- _The task_: Below are entries; write every one of them out again exactly.

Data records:
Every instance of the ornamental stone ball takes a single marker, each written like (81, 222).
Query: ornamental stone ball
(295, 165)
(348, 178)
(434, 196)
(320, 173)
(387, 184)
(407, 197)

- _Response area_:
Every instance of the ornamental stone ball takes a single marker, each written like (81, 222).
Query: ornamental stone ball
(295, 165)
(348, 178)
(434, 196)
(320, 173)
(387, 184)
(407, 197)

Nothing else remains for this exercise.